### Exercise goal
Omit all pictures, then retype exactly the lines from the one that contains "the blurred crowd" through the end of the listing.

[Excerpts of location labeling data]
▬▬▬

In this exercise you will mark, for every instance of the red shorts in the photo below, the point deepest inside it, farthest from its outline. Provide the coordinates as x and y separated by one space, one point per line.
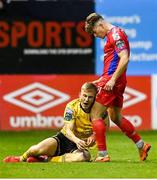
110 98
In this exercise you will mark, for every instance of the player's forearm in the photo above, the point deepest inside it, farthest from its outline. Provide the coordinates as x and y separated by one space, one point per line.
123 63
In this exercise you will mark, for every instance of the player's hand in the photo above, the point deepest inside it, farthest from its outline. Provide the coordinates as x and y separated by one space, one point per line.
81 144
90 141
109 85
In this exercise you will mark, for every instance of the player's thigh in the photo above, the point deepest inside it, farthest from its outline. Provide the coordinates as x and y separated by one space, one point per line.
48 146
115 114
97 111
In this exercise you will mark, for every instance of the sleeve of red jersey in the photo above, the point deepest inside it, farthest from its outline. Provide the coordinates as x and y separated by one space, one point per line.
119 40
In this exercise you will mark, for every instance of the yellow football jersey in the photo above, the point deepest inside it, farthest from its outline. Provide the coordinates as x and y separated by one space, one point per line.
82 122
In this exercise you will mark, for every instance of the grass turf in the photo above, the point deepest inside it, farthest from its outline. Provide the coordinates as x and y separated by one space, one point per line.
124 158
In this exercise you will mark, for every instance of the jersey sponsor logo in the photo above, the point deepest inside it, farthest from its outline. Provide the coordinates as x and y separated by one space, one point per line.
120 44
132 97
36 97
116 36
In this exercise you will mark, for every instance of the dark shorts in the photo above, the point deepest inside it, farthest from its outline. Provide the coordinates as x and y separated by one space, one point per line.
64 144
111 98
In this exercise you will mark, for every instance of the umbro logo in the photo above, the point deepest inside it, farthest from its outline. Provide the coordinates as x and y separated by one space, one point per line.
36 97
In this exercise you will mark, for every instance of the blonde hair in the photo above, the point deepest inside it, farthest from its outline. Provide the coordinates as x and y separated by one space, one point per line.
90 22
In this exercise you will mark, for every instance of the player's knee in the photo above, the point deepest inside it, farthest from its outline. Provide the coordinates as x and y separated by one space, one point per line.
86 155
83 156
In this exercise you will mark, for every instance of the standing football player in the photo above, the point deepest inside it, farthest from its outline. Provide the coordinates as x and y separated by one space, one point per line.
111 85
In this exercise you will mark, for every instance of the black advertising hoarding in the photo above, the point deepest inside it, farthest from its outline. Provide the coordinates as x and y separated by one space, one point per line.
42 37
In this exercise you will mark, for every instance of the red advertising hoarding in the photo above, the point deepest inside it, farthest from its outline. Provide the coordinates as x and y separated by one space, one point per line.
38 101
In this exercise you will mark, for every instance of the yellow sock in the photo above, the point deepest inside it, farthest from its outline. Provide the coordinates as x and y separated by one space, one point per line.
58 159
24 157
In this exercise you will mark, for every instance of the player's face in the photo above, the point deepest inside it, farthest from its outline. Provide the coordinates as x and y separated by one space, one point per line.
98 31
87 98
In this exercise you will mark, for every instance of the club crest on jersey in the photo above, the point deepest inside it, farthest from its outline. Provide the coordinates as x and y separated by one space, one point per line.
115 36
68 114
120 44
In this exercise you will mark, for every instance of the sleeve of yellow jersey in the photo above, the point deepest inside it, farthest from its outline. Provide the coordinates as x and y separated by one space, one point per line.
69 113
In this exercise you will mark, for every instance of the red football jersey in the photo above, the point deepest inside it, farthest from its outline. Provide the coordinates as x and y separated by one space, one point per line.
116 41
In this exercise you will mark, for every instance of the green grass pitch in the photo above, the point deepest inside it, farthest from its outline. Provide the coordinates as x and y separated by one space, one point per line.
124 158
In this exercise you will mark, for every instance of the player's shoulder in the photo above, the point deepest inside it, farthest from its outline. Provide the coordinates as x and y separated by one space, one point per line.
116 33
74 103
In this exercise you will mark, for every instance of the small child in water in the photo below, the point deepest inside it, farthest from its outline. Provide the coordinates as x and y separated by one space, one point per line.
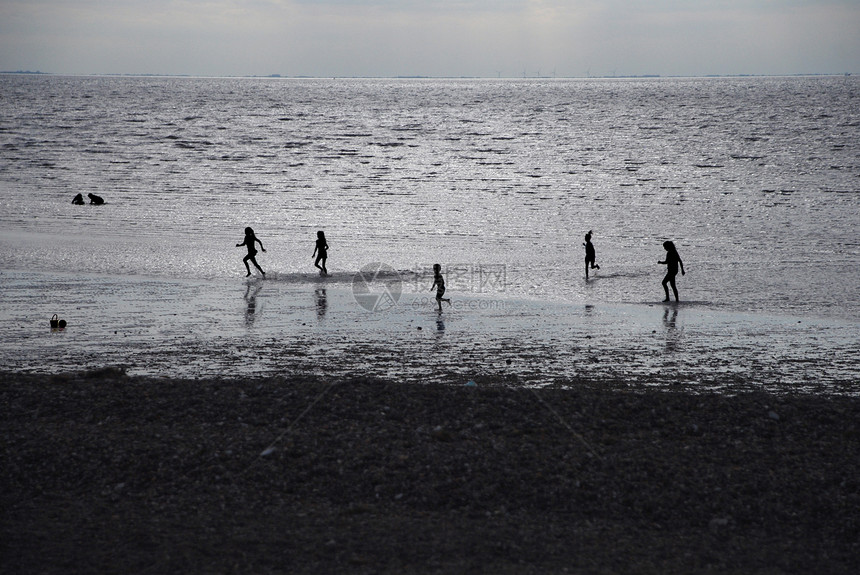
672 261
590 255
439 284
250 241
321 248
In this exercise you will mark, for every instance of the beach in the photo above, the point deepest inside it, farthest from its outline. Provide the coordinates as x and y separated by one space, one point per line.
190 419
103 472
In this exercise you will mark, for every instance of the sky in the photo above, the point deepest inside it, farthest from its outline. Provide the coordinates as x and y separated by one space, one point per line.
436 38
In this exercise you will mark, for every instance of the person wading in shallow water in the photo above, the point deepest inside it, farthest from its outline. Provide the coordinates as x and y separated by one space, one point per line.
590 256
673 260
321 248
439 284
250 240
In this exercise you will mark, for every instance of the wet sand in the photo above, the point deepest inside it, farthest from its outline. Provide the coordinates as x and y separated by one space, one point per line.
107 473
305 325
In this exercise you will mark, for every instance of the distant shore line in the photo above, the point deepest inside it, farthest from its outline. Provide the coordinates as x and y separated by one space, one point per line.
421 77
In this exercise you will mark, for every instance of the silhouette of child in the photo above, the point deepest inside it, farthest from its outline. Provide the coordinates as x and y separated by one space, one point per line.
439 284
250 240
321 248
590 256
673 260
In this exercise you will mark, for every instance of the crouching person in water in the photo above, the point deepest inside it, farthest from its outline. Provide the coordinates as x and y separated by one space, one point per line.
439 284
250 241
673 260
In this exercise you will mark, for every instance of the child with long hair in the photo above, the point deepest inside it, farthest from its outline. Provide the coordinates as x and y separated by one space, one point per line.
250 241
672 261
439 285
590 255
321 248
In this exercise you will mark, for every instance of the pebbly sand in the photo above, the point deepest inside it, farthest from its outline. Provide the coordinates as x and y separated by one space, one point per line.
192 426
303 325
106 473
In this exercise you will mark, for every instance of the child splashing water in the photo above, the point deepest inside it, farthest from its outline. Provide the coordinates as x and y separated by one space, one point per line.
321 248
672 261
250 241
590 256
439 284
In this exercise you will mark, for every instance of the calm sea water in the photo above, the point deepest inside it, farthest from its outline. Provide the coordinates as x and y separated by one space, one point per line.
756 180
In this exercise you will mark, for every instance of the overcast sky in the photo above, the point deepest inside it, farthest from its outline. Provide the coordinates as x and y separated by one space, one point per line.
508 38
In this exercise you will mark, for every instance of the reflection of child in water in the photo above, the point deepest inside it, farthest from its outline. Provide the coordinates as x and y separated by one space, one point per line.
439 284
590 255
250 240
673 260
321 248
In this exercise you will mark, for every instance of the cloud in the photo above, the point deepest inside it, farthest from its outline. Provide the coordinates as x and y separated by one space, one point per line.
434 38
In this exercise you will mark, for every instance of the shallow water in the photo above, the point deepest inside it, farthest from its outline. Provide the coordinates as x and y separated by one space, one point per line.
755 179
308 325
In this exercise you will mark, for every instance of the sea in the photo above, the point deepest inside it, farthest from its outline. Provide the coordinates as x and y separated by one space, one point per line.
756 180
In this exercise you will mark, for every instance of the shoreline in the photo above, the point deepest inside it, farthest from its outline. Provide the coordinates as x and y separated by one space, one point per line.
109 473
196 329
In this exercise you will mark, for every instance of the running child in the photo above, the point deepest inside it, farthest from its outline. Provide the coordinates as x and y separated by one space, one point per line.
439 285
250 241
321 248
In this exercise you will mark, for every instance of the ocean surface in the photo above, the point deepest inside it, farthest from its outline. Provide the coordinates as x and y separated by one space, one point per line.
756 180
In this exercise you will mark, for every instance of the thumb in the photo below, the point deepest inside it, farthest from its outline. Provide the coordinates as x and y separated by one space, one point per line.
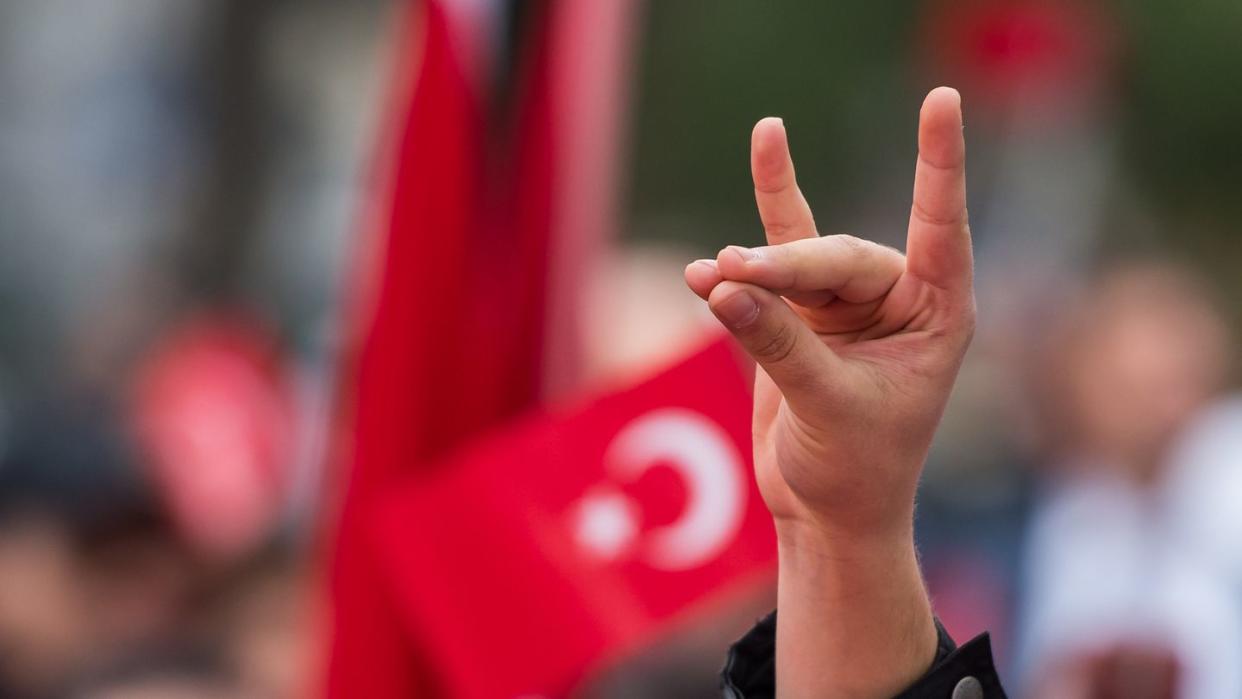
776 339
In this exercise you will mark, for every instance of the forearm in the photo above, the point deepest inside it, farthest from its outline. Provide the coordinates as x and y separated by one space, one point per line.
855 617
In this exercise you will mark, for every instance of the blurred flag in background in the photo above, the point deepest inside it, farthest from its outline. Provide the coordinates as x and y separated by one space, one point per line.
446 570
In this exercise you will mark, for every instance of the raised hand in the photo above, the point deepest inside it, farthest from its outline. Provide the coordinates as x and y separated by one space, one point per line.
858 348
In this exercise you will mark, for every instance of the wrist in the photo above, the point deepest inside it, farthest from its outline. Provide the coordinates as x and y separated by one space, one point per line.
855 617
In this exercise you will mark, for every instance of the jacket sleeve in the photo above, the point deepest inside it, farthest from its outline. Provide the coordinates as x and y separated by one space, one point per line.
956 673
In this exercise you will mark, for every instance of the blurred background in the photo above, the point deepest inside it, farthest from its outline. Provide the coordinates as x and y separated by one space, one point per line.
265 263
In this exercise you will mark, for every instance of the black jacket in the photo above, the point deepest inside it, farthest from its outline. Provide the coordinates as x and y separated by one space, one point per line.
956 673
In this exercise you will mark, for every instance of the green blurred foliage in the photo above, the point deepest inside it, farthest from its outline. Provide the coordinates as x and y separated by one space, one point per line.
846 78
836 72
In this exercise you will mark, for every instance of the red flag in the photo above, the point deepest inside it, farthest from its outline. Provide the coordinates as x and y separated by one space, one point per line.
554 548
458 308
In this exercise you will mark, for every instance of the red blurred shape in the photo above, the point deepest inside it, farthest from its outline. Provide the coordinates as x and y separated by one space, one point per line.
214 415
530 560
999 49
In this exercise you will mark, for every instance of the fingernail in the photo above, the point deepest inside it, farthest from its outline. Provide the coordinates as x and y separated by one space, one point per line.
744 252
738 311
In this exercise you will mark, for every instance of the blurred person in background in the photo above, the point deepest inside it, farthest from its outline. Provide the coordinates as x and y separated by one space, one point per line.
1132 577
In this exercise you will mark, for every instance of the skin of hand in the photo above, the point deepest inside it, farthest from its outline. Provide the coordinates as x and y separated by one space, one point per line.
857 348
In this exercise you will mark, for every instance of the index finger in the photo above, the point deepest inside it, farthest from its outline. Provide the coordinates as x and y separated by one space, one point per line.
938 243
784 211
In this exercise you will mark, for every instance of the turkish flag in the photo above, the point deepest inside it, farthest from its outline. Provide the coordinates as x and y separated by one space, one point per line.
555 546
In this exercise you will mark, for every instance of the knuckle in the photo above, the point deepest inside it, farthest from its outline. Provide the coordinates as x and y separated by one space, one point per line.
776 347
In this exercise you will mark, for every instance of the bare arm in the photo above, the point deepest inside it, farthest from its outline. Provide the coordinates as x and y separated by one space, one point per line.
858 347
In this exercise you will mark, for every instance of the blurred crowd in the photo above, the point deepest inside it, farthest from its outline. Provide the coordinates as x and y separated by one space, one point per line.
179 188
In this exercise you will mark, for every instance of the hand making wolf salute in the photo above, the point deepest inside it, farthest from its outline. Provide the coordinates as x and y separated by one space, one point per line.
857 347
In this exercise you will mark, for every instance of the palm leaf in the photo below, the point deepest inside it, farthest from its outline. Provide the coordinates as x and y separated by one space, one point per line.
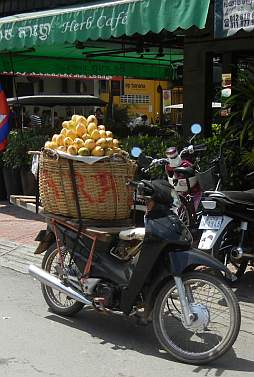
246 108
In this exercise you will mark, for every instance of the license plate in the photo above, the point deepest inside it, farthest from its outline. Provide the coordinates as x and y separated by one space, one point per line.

▬▬▬

### Task solution
In this exercise you will mark, for every instance of the blurred crowd in the photo above, the point deepest inside it, farthest from its outline. Provide the coordinates as x and y separated by one space, one point per line.
179 188
In this exercise you will mark, for every instance of the hand making wolf salute in the photo above, the point deepest inside it, farthest from its outline. Provide the coordinates as x and y separated by one space, one point per line.
857 347
In this exercise you will mark, for every instance of the palm leaf in the photo below, the point deepest inside it, farthest from its outline. Provide the coordinates as x and y separated by one space, one point per line.
246 108
In this exercise you will mark, for every instance of the license plate in the photo above, the point deepest inside it, farthest from its outline. Provide the coordinates as x and y separated by one space, one point per line.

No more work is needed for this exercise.